Tantangan 1> Terjemahkan ke dalam bahasa Inggris kalimat dari teks tentang kota tua Kashgar di bawah ini: "Pos-pos pemeriksaan sudah tidak ada lagi, tapi diganti dengan jaringan kamera dengan teknologi pengenalan wajah."

Teks Terpilih>
#####

Jalanan Kashgar yang bersejarah di kawasan gurun di China sebelah barat dikenal sebagai tempat lahirnya budaya Uyghur. Di tempat ini terdapat”Kota Kuno” yang belakangan ramai dikunjungi turis.
Dalam beberapa tahun terakhir, sebagian besar bangunan terbuat dari batu bata khas kota tua ini dihancurkan pemerintah China karena kekhawatiran gempa bumi, meski sudah bertahan selama hampir dua ribu tahun.
Kelompok aktivis Uyghur mengatakan penghancuran kota tua ini sebagai sebuah”genosida budaya.”
Di tempat ini terdapat banyak kios yang menawarkan suvenir, seperti magnet kulkas, perhiasan murah, dan instrumen musik tradisional, sementara pengunjung bisa menaiki kereta listrik melewati kerumunan atau mengenakan kostum tradisional Uyghur untuk dipotret di masjid.
China mengatakan lebih dari 180 juta turis datang ke provinsi Xinjiang sepanjang tahun ini, karena penawaran diskon dari pemerintah China.
Pos-pos pemeriksaan sudah tidak ada lagi, tapi diganti dengan jaringan kamera dengan teknologi pengenalan wajah.
Ini jadi termasuk salah satu bentuk pengawasan yang menurut laporan PBB tahun lalu sebagai “bentuk kejahatan terhadap kemanusiaan”.
‘Rebranding besar-besaran’
Selama beberapa tahun, wilayah Xinjiang ditutup dari sebagian besar media dunia, di tengah kampanye pemerintah China untuk membasmi ekstremisme di kalangan penduduk Uyghur dan minoritas Muslim lainnya.

#####

Catatan Tugas Ini>
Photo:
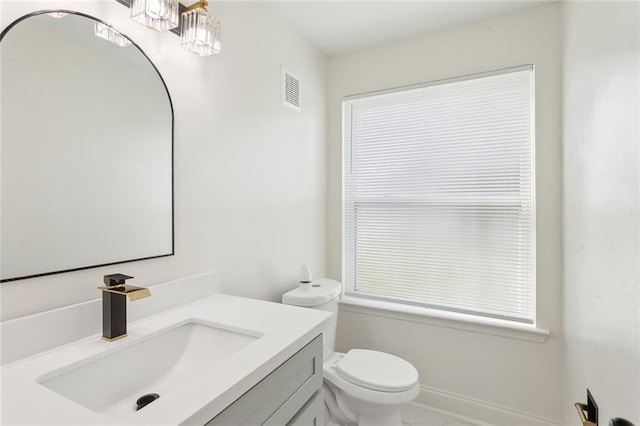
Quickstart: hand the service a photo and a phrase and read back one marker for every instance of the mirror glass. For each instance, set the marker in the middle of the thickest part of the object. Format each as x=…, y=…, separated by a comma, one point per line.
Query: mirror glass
x=86, y=150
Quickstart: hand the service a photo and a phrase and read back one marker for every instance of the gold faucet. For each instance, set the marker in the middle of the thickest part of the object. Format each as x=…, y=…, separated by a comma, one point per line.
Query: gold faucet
x=114, y=305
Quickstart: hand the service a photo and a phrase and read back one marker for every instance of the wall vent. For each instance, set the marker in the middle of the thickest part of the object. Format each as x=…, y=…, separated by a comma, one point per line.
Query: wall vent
x=291, y=92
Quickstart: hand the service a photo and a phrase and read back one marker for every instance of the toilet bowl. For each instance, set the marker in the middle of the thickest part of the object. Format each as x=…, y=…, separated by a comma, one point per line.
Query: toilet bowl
x=364, y=387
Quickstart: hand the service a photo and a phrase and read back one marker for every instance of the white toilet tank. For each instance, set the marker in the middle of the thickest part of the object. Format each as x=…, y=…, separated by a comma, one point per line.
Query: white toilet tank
x=323, y=294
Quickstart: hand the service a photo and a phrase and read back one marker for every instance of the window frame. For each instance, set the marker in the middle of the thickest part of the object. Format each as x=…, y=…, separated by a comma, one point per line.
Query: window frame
x=360, y=300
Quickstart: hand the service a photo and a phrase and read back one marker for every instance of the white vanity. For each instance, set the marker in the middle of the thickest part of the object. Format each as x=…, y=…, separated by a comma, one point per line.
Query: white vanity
x=220, y=360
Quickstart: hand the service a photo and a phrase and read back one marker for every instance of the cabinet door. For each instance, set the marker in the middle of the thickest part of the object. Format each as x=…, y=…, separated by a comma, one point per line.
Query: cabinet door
x=312, y=414
x=280, y=395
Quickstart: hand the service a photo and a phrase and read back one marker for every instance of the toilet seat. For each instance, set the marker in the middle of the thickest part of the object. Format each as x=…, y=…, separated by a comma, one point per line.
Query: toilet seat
x=377, y=371
x=370, y=395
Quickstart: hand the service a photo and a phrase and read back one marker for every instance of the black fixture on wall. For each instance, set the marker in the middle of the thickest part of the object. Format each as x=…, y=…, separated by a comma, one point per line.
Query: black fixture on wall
x=181, y=9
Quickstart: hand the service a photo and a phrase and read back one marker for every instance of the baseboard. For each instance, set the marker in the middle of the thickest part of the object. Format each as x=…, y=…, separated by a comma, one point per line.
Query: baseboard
x=475, y=411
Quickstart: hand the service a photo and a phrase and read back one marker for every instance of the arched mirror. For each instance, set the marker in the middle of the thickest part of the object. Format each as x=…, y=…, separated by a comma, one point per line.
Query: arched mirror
x=86, y=148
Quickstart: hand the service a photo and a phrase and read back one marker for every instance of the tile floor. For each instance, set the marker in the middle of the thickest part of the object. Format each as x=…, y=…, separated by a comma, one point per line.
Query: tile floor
x=419, y=415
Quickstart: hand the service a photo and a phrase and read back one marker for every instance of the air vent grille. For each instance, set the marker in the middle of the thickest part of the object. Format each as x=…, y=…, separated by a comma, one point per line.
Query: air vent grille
x=290, y=90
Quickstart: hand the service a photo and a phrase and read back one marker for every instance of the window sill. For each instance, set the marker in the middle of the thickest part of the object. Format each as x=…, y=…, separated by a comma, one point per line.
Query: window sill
x=458, y=321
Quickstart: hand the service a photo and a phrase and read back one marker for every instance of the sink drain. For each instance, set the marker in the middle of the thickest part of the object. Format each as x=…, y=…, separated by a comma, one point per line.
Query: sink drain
x=145, y=400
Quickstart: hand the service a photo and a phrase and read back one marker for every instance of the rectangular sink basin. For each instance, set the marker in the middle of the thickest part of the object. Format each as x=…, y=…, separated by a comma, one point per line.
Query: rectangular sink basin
x=162, y=362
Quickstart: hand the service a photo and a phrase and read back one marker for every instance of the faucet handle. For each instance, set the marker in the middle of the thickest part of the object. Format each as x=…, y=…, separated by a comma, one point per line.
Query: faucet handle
x=115, y=279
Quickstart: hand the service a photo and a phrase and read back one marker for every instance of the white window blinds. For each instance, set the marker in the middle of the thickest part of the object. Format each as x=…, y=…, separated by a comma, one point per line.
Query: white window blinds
x=439, y=195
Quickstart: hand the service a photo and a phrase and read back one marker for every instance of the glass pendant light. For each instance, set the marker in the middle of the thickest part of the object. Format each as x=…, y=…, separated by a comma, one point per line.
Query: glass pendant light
x=160, y=15
x=200, y=31
x=106, y=32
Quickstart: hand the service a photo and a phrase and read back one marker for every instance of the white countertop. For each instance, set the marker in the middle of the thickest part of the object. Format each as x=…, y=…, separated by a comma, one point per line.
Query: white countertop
x=286, y=329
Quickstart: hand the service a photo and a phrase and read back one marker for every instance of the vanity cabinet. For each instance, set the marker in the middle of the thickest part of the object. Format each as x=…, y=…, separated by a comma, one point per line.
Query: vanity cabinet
x=290, y=395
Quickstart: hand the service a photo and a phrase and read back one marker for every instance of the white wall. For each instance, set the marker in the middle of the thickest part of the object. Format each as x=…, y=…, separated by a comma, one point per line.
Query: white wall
x=249, y=173
x=602, y=207
x=495, y=372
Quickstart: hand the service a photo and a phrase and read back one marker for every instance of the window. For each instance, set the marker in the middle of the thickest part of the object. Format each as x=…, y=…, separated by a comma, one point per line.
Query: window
x=439, y=195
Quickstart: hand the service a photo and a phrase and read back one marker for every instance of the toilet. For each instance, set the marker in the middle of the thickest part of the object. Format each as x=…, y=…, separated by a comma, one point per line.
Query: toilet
x=364, y=387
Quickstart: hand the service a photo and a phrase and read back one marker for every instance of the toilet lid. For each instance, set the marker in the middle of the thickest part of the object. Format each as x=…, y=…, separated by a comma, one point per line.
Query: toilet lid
x=377, y=371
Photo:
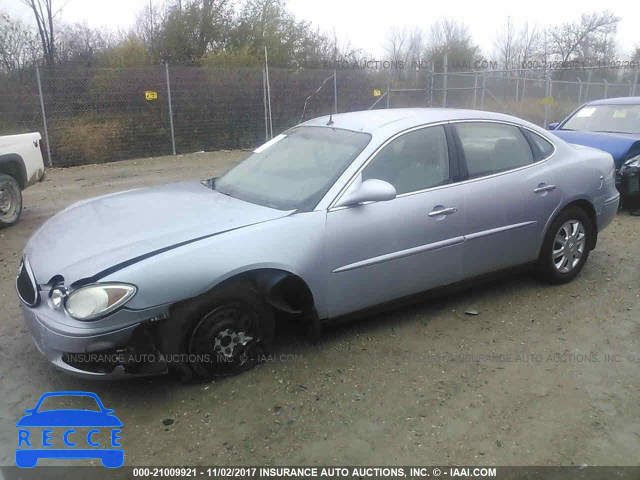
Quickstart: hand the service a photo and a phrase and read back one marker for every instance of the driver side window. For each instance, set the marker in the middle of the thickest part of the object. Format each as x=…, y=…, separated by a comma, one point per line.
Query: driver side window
x=414, y=161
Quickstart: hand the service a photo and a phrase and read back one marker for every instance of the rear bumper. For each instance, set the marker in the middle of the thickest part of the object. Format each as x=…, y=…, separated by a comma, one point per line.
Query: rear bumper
x=628, y=181
x=608, y=211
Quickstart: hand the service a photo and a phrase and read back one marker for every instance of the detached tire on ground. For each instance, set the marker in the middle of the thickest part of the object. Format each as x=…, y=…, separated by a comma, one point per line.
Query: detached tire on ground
x=566, y=246
x=219, y=334
x=10, y=201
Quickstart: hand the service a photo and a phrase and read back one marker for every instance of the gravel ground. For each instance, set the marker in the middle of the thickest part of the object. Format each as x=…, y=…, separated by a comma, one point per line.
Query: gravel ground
x=533, y=379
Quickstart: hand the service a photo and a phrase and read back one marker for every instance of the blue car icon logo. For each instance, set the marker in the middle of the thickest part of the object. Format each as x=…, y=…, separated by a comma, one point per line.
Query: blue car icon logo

#####

Tantangan 2> Sajikan sebagai daftar bernomor baris-baris catatan di atas, mulai dari baris yang memuat "of the arched" dan berakhir pada baris yang memuat "x=458, y=321", tanpa baris kosong.

Penyelesaian Soal 1> The checkpoints are no longer there, but they have been replaced by a network of cameras with facial recognition technology.

Penyelesaian Soal 2>
1. Quickstart: hand the service a photo and a phrase and read back one marker for every instance of the arched mirror. For each instance, set the marker in the middle of the thickest part of the object. Format each as x=…, y=…, separated by a comma, one point per line.
2. Query: arched mirror
3. x=86, y=148
4. Quickstart: hand the service a photo and a phrase and read back one marker for every instance of the tile floor. For each instance, set the marker in the middle of the thickest part of the object. Format each as x=…, y=…, separated by a comma, one point per line.
5. Query: tile floor
6. x=419, y=415
7. Quickstart: hand the service a photo and a phrase and read back one marker for every instance of the air vent grille. For each instance, set the marker in the middle of the thickest part of the object. Format each as x=…, y=…, separated by a comma, one point per line.
8. Query: air vent grille
9. x=290, y=90
10. Quickstart: hand the service a photo and a phrase and read back one marker for every instance of the window sill. For each instance, set the marker in the middle of the thickest part of the object. Format each as x=…, y=…, separated by a comma, one point per line.
11. Query: window sill
12. x=458, y=321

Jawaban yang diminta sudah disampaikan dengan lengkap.